Given exercise >>
Transcribe the items below without any change, everything from the line containing "the hat band" down to the line containing "[(74, 293), (326, 339), (7, 214)]", both included.

"""

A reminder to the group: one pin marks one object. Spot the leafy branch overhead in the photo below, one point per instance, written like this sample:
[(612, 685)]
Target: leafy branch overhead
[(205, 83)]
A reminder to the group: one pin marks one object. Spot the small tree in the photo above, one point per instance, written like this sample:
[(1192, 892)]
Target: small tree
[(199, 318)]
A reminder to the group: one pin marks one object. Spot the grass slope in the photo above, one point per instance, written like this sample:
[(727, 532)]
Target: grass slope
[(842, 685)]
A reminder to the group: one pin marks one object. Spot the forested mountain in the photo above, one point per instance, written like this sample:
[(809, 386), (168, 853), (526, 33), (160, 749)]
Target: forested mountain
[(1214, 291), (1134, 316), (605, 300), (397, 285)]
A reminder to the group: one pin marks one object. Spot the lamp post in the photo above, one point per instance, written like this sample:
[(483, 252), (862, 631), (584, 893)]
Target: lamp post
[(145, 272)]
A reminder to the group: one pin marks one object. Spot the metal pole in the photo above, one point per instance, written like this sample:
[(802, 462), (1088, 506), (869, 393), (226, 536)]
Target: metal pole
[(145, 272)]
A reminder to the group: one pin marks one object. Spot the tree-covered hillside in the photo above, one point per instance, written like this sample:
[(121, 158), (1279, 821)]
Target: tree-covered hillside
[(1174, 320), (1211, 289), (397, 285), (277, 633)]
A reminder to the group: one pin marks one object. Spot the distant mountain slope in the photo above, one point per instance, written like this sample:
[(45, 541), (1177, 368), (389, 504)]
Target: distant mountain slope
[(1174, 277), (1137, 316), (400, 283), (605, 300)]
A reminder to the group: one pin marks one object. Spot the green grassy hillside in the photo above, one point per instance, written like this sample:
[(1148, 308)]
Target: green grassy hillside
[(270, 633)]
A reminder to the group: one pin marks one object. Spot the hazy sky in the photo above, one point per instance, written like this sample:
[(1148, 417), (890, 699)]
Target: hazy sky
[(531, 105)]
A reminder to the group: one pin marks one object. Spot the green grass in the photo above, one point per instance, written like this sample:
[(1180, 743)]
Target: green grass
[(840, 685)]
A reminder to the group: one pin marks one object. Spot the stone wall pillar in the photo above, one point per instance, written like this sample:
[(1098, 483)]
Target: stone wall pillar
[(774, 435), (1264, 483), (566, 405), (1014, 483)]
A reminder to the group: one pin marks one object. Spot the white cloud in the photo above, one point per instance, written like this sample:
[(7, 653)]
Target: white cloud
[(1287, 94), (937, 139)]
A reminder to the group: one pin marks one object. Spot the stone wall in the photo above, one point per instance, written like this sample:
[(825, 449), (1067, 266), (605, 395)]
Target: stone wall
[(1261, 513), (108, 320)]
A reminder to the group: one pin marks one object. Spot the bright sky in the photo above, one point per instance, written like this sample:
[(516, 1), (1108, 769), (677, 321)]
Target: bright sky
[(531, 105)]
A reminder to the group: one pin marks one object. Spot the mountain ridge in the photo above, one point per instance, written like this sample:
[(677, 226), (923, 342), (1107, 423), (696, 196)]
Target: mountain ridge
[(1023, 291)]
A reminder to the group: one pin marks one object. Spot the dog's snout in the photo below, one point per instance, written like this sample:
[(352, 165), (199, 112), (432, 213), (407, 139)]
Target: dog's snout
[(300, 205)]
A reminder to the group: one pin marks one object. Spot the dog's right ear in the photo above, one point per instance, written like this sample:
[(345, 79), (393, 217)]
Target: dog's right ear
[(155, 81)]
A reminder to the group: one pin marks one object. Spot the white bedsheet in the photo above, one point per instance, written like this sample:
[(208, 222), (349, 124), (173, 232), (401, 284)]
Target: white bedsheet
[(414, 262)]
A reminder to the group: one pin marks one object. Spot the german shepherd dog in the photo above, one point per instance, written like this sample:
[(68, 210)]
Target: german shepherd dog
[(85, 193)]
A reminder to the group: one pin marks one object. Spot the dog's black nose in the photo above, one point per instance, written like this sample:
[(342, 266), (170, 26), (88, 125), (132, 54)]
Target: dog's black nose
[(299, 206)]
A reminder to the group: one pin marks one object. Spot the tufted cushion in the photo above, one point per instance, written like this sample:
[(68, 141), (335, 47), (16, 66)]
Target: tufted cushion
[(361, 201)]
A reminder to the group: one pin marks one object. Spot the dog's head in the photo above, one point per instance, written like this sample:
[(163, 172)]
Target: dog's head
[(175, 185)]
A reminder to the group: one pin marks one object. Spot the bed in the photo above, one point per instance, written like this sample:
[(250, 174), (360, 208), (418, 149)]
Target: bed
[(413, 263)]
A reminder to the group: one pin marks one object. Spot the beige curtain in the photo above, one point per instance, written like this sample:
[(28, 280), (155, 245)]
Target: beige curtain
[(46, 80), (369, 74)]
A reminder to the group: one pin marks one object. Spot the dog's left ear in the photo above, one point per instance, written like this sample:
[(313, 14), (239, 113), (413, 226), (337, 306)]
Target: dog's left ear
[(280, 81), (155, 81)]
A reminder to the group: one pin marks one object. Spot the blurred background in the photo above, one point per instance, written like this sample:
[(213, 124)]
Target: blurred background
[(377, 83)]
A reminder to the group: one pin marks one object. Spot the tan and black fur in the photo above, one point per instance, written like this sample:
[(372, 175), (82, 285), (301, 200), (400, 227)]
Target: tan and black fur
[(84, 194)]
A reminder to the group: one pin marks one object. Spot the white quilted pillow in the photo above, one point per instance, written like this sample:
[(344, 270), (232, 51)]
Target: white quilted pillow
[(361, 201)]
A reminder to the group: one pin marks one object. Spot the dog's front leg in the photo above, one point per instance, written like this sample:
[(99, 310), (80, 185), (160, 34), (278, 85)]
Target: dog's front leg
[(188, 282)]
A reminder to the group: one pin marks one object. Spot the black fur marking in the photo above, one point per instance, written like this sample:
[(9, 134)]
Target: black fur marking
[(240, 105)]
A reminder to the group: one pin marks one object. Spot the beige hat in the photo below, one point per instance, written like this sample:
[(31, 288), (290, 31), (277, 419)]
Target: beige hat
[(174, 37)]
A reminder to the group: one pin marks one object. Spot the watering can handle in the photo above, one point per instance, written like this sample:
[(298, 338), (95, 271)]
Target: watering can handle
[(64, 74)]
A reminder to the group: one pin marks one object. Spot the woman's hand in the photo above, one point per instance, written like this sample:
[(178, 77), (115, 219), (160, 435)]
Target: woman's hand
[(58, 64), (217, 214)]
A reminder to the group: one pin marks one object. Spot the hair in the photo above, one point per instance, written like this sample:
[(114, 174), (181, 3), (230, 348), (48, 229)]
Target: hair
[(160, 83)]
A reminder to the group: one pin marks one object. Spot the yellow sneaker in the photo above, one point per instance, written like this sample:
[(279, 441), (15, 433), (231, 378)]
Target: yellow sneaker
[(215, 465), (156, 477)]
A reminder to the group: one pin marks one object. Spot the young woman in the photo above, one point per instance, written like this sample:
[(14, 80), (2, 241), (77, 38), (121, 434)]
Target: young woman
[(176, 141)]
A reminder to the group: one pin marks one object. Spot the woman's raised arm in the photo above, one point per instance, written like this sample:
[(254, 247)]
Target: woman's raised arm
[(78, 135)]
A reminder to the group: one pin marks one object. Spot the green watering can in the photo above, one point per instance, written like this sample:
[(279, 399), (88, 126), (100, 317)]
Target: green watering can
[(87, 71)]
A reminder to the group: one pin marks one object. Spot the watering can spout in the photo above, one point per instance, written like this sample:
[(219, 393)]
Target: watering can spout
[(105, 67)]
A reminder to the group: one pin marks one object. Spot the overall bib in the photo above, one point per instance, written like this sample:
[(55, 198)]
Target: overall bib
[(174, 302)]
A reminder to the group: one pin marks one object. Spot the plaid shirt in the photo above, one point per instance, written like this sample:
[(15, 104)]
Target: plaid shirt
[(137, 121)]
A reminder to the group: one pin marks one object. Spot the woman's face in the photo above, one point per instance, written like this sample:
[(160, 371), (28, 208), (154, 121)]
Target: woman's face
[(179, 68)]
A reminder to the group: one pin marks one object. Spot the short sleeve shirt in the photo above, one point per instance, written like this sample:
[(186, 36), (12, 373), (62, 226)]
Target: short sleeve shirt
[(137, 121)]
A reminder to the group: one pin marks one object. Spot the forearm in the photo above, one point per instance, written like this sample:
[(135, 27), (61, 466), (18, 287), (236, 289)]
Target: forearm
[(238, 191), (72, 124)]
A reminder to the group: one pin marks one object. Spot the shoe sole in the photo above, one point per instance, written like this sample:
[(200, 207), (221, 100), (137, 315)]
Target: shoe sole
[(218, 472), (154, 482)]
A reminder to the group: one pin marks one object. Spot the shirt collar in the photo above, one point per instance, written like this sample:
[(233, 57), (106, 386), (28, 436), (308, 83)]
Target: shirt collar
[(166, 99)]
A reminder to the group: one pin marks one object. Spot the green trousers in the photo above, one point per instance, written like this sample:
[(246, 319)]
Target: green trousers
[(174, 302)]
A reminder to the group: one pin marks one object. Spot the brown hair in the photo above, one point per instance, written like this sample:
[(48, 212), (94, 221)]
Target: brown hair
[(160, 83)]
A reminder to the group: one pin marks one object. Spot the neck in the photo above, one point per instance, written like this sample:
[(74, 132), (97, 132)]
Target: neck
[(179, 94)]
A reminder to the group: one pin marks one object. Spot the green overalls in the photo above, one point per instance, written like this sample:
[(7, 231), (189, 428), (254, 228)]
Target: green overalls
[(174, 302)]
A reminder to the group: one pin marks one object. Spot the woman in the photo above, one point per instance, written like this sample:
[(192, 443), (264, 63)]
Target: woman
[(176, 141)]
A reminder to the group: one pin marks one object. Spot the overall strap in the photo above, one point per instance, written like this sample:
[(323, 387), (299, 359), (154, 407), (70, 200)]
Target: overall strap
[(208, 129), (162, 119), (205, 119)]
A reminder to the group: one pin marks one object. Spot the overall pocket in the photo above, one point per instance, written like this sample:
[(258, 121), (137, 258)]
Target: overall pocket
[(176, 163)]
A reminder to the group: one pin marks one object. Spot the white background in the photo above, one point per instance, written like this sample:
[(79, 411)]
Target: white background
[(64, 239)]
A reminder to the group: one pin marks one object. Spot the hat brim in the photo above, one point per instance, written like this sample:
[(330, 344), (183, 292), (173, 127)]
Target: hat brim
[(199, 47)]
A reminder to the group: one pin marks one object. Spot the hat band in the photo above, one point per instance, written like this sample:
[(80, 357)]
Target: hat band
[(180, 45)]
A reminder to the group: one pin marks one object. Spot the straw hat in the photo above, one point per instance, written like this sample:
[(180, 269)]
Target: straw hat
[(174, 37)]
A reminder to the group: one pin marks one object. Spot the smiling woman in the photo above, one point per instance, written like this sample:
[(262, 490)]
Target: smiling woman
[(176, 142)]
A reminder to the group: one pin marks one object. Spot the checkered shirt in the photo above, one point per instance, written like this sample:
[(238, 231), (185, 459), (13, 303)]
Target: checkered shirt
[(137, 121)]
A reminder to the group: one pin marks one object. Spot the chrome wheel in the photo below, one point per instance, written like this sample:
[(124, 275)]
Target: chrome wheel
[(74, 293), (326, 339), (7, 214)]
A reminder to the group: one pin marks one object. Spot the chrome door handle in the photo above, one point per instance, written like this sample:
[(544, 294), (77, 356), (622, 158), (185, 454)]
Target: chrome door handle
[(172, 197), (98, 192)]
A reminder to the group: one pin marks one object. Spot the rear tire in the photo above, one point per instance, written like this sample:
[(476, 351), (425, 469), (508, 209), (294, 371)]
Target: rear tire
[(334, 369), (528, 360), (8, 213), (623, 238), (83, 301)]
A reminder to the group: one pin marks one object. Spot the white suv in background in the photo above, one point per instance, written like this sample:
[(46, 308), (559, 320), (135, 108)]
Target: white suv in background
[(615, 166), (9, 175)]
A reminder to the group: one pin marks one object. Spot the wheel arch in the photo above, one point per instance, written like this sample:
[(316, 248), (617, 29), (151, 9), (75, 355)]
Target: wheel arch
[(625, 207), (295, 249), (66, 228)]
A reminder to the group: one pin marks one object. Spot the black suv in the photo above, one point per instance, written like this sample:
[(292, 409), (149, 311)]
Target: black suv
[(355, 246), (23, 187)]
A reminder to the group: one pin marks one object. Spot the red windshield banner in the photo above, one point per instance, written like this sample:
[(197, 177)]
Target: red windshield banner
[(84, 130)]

"""

Answer for this exercise >>
A reminder to the group: one pin marks one object. Spot the hat band in the photo above, one point per instance, written like this sample:
[(80, 357)]
Target: hat band
[(180, 45)]
A reminder to the group: one pin marks one object. Spot the straw hat in the photo above, one point per instance, written like this sample:
[(180, 269)]
Target: straw hat
[(174, 37)]
A reminder to the group: one pin marks one object. Spot the smiling woman in the photo above, one point per instance, written like this sample:
[(262, 490)]
Target: smiling woman
[(176, 142)]
A reminder to the group: one pin marks one object. Spot the checkered shirt in the photo above, one point per instance, written like this sample:
[(238, 231), (185, 459), (13, 303)]
Target: checkered shirt
[(137, 121)]
A reminder to the group: one pin marks one object. Spot the chrome wheel in the photo below, one point per instance, written like this sample:
[(124, 275)]
Target: chrome wheel
[(74, 293), (326, 339), (7, 214)]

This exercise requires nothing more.